TASK INSTRUCTIONS: One number is all that is asked for: the number of lines below that hold the string "road".

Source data

+ + + +

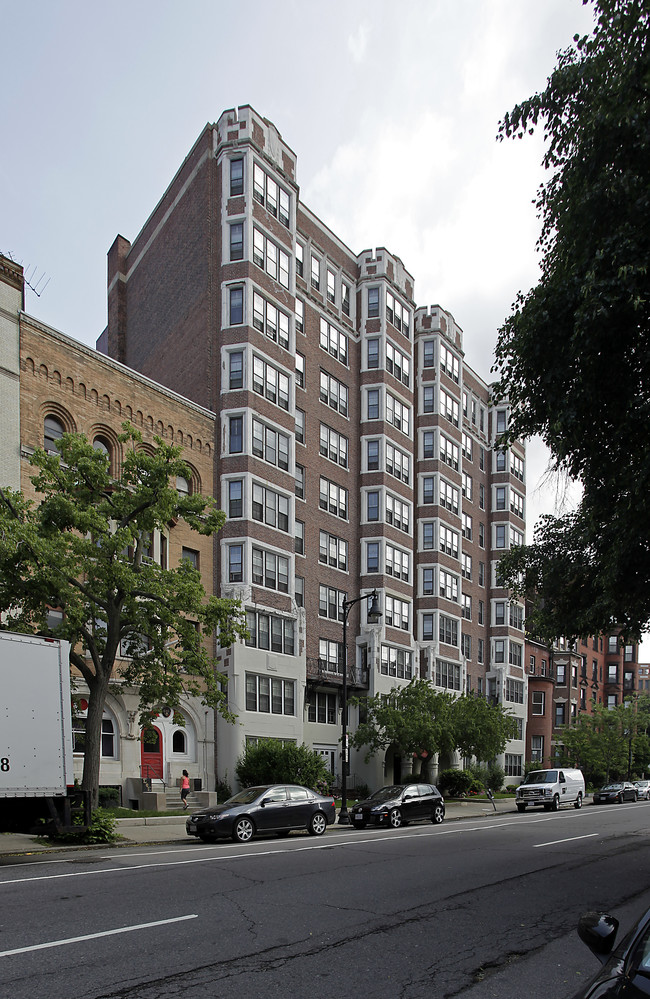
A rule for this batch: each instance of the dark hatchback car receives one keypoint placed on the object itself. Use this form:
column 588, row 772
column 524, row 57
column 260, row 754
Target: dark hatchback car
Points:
column 626, row 969
column 399, row 804
column 272, row 808
column 614, row 794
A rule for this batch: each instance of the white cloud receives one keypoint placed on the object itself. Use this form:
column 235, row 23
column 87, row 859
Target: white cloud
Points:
column 358, row 42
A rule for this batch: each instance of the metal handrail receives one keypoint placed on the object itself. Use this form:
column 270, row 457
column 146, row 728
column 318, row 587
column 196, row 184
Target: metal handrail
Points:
column 148, row 775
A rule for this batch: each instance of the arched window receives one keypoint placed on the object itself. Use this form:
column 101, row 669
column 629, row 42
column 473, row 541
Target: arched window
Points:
column 101, row 444
column 179, row 742
column 53, row 431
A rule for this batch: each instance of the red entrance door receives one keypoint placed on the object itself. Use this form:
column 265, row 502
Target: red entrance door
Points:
column 151, row 753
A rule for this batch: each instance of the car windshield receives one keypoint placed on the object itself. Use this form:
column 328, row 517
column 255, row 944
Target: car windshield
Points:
column 384, row 793
column 246, row 796
column 541, row 777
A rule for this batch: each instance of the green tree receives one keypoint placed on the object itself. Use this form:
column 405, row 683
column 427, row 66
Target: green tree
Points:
column 271, row 761
column 415, row 719
column 574, row 357
column 481, row 729
column 611, row 743
column 79, row 548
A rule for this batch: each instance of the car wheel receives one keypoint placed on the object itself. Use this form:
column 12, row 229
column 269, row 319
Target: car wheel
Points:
column 395, row 818
column 243, row 830
column 317, row 824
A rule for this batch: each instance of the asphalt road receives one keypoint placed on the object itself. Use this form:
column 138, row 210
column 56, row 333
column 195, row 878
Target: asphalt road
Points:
column 482, row 910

+ + + +

RESPONSE AREA: 2